**The problem**. Character for character, reproduce every entry below.

**Records provided**.
== Segment start ==
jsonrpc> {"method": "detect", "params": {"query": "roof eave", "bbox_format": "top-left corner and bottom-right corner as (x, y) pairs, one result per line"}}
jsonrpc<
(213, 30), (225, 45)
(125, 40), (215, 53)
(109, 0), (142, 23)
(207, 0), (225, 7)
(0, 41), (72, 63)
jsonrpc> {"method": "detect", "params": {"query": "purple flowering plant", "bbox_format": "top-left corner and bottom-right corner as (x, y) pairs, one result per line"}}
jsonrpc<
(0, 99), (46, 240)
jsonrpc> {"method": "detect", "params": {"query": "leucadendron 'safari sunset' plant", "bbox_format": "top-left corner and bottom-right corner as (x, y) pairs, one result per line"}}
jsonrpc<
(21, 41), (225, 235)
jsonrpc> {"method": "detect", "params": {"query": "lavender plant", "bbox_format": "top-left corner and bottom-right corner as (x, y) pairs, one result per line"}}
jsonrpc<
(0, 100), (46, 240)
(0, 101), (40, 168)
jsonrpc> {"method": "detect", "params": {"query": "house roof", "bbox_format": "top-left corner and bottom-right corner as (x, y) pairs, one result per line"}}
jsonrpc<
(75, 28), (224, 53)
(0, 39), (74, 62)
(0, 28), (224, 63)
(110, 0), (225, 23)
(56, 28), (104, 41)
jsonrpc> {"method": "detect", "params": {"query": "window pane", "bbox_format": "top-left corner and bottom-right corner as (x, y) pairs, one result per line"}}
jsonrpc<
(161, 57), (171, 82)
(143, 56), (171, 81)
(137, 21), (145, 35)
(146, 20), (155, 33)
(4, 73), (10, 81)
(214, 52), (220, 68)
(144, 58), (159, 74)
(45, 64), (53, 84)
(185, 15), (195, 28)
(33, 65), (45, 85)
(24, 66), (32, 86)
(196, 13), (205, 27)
== Segment end ==
**Response area**.
jsonrpc> {"method": "detect", "params": {"query": "roof eave", "bbox_format": "top-left corner and bottom-right corner as (x, y) pairs, one result per line"}}
jsonrpc<
(213, 30), (225, 45)
(125, 40), (215, 53)
(109, 0), (142, 23)
(207, 0), (225, 7)
(0, 41), (72, 63)
jsonrpc> {"method": "detect", "params": {"query": "purple flowering plant", "bbox_format": "top-left corner and bottom-right corner as (x, y) pairs, one result per line"}}
jsonrpc<
(0, 99), (46, 240)
jsonrpc> {"method": "detect", "params": {"query": "leucadendron 'safari sunset' plant", "bbox_format": "top-left corner and bottom-right corner as (x, y) pairs, one result per line"}}
jsonrpc<
(21, 41), (225, 235)
jsonrpc> {"method": "detect", "params": {"query": "lavender plant", "bbox_format": "top-left corner and bottom-right corner as (x, y) pairs, one result per line"}}
jsonrpc<
(0, 100), (46, 240)
(0, 101), (40, 168)
jsonrpc> {"method": "detect", "params": {"query": "house roof", "bbox_format": "top-left corner and bottom-right corner as (x, y) pairs, one result per line"}}
jsonrpc<
(75, 28), (224, 53)
(0, 39), (74, 62)
(0, 28), (224, 63)
(110, 0), (225, 23)
(56, 28), (104, 41)
jsonrpc> {"method": "detect", "params": {"query": "window pane", "bbox_format": "top-left corner and bottom-right corner as (x, y) pairs, one result per line"}}
jsonrpc<
(161, 57), (171, 82)
(143, 56), (171, 81)
(137, 21), (145, 35)
(146, 20), (155, 33)
(4, 73), (10, 81)
(214, 52), (220, 68)
(144, 58), (159, 74)
(45, 64), (53, 84)
(185, 15), (195, 28)
(33, 65), (45, 85)
(24, 66), (32, 86)
(196, 13), (205, 27)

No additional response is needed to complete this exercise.